*Trecho do documento*:
:::

Não é exatamente por falta de recursos que Paz fez o acordo com o governo Aécio. Ele é sócio de mais de 20 empresas e o maior produtor independente de ferro-gusa do país, segundo sua assessoria.

As duas siderúrgicas acusadas de fraudar o governo mineiro (Itasider e MGS) têm capital social de R$ 35,1 milhões e R$ 4,76 milhões, respectivamente. O centro cultural Inhotim vale US$ 200 milhões (R$ 365 milhões), de acordo com a assessoria de Paz.

O maior comprador
Desde que decidiu investir em arte contemporânea, nos anos 1980, Paz tornou-se o maior comprador desse mercado, posto que tomou do ex-banqueiro Edemar Cid Ferreira.

O braço financeiro do Instituto Cultural Inhotim é uma empresa chamada Horizontes. Ela era dona do terreno onde será erguido o centro de convenções até três meses antes da doação ao Estado.
A Horizontes é controlada por uma offshore chamada Vine Hill Financial, criada nas Ilhas Virgens Britânicas, um paraíso fiscal no Caribe.

Offshore é um tipo de empresa que funciona em paraíso fiscal para pagar menos impostos e para dificultar que as autoridades saibam quem são os seus proprietários.

Foi outra empresa de fora do Brasil, a Flamingo Investment Fund, aberta nas Ilhas Cayman, que fez os maiores aportes financeiros na Horizontes.

:::

*Informações fornecidas*:
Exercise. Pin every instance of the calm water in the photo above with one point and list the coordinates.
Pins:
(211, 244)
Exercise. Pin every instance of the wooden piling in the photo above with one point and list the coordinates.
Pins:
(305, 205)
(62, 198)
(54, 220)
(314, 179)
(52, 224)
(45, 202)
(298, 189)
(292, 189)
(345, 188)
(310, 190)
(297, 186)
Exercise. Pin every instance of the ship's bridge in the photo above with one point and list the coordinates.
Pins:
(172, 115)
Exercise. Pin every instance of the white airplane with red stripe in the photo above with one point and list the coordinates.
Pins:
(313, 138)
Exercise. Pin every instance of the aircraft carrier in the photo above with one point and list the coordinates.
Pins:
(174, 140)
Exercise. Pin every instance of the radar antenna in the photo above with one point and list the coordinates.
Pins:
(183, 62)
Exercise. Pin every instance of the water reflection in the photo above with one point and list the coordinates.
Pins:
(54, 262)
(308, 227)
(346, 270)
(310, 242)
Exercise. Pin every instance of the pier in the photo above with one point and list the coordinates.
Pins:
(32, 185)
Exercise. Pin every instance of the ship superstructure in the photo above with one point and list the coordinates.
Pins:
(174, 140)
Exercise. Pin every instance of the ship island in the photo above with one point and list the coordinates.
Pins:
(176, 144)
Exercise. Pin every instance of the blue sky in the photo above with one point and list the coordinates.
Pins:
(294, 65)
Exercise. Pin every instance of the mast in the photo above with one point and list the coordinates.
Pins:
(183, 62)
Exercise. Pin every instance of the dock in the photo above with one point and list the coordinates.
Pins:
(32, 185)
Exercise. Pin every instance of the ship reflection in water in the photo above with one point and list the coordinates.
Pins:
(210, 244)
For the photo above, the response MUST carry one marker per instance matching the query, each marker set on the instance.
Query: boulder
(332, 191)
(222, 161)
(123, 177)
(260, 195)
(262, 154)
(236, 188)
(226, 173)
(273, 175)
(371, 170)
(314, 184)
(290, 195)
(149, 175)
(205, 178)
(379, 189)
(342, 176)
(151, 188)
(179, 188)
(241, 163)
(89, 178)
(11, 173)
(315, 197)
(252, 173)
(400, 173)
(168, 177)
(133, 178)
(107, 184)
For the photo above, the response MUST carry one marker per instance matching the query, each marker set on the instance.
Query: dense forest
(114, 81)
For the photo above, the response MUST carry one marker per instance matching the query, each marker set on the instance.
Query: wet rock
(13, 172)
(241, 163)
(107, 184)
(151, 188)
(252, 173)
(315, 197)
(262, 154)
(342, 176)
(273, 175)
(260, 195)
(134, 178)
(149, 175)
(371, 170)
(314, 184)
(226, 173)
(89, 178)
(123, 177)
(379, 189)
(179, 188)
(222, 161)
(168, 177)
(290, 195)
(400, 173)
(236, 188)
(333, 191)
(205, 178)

:::

*Objetivo da tarefa*:
Devolva, sem mudar uma palavra, tudo o que vai de "O braço financeiro" até "fiscal no Caribe." no trecho do documento sobre o Inhotim.

*Resultado correto*:
O braço financeiro do Instituto Cultural Inhotim é uma empresa chamada Horizontes. Ela era dona do terreno onde será erguido o centro de convenções até três meses antes da doação ao Estado.
A Horizontes é controlada por uma offshore chamada Vine Hill Financial, criada nas Ilhas Virgens Britânicas, um paraíso fiscal no Caribe.